- [What the task asks]
An exact copy of all the data is the expected answer.

#####

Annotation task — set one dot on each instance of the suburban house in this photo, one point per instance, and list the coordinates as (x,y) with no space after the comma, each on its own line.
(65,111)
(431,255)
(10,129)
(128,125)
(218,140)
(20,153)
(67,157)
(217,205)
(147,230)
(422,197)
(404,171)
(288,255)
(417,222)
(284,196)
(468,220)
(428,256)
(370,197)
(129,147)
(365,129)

#####

- [Response]
Annotation task — set one dot on each instance of the suburban house in this photo, one point per instance, and list the coordinates as (x,y) with no space after the comma, each on its own line.
(65,111)
(431,255)
(10,129)
(128,125)
(218,140)
(20,153)
(67,157)
(217,205)
(147,230)
(422,197)
(404,171)
(288,255)
(417,222)
(284,196)
(468,220)
(428,256)
(370,197)
(129,147)
(365,129)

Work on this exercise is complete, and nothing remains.